* Required work:
Set down, word for word, the portion of the passage on network motifs from "Network motifs are" to "subsequent column [49,55].".

* Text under study:

----------

Network motifs are dynamic building blocks

Network motifs, like bistable switches and oscillators, form the basic building blocks of dynamic behavior. A common approach to understand the underlying biological phenomena uses a mathematical model that consists of coupled nonlinear ordinary differential equations (ODEs) [50-53]. Feedback loops, in fact, are simply interactions based upon elementary mono- and bimolecular chemical reactions that are subject to the same chemical laws as classical reactions [54]. As such, the motifs summarized in Figure 1b can be translated into stoichiometric reaction schemes. Under the assumption of spatially homogeneous conditions, the dynamics can be fully described by the rate equations in the subsequent column [49,55].

----------

* Supplied data:
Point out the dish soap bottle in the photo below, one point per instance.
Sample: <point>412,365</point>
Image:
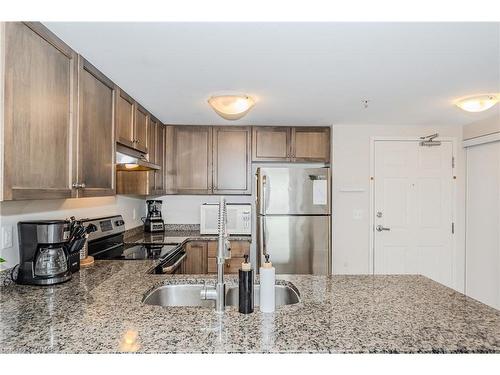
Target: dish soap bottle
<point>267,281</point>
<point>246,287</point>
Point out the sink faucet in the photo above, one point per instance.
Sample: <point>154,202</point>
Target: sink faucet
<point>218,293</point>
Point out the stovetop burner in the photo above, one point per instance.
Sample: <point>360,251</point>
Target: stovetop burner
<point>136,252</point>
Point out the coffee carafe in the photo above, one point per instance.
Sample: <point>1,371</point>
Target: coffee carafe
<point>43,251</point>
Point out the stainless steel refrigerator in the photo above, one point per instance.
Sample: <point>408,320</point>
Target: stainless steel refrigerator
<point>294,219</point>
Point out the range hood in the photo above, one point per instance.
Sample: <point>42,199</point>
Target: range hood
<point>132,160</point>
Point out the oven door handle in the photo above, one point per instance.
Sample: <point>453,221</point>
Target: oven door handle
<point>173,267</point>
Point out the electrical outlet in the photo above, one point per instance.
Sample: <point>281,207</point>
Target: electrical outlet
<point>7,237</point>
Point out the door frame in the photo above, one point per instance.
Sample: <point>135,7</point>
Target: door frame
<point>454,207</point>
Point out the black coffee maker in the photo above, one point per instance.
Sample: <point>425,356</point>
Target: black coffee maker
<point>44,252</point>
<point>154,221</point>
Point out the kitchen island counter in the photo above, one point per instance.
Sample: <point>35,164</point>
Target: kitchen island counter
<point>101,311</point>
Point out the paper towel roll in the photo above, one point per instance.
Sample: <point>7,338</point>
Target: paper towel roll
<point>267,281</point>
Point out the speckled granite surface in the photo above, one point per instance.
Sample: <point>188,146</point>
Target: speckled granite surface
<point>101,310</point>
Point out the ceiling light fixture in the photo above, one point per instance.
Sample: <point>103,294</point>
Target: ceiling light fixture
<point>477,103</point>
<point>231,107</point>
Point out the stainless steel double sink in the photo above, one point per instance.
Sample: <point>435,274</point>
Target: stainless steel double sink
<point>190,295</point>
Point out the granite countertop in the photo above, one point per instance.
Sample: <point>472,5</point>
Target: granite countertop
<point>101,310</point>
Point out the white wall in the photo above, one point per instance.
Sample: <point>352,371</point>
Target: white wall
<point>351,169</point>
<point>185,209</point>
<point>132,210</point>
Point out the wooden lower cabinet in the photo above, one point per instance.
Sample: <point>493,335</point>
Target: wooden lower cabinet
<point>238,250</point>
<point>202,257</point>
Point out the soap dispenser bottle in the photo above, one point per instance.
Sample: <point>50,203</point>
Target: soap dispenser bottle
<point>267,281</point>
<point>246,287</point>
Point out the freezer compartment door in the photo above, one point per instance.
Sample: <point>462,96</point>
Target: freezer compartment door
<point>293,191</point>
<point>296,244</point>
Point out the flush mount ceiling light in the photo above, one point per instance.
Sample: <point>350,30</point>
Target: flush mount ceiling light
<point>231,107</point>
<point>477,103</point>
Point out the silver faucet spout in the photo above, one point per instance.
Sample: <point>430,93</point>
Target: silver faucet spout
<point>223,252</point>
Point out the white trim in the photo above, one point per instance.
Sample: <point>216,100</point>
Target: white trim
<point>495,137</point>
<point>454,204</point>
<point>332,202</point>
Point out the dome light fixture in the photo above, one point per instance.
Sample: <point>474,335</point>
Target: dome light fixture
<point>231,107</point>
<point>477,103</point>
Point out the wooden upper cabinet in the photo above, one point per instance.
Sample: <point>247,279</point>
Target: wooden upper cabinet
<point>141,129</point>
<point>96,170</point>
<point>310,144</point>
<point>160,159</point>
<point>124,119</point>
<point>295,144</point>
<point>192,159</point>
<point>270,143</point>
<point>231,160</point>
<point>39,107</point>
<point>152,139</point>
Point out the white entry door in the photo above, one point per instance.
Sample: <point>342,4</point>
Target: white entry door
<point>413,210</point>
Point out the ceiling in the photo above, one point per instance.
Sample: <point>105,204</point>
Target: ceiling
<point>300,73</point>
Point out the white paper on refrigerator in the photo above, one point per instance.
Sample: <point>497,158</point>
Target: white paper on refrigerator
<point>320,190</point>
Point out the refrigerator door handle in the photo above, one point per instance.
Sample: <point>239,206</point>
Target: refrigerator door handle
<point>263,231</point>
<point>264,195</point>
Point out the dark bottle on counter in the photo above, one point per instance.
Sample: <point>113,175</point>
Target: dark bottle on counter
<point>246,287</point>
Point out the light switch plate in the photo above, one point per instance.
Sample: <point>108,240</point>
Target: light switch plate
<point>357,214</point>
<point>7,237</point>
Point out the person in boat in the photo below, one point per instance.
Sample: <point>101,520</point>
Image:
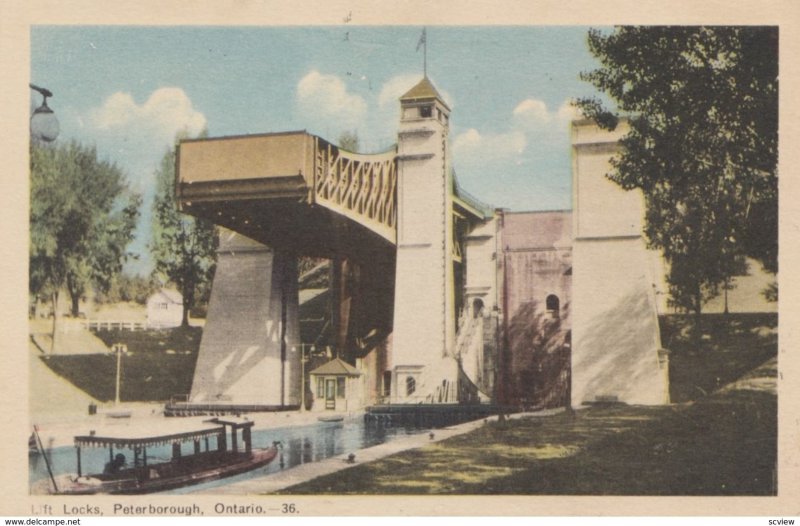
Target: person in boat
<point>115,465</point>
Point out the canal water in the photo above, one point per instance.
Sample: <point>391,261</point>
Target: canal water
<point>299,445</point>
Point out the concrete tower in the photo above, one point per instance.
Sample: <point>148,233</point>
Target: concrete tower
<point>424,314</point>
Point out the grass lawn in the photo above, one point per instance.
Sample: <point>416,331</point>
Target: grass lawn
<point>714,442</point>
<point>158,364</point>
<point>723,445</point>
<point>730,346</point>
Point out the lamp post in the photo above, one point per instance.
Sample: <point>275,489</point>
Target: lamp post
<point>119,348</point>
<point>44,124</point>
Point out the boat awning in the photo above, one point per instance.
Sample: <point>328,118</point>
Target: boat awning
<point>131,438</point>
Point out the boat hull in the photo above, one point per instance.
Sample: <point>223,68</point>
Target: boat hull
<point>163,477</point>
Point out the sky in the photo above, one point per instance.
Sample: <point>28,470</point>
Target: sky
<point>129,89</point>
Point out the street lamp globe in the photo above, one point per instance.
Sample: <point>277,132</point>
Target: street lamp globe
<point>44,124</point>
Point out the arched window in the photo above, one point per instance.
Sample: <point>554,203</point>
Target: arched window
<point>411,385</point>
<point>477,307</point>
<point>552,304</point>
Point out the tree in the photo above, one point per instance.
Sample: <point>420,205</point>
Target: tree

----------

* Written solution:
Network motifs are dynamic building blocks

Network motifs, like bistable switches and oscillators, form the basic building blocks of dynamic behavior. A common approach to understand the underlying biological phenomena uses a mathematical model that consists of coupled nonlinear ordinary differential equations (ODEs) [50-53]. Feedback loops, in fact, are simply interactions based upon elementary mono- and bimolecular chemical reactions that are subject to the same chemical laws as classical reactions [54]. As such, the motifs summarized in Figure 1b can be translated into stoichiometric reaction schemes. Under the assumption of spatially homogeneous conditions, the dynamics can be fully described by the rate equations in the subsequent column [49,55].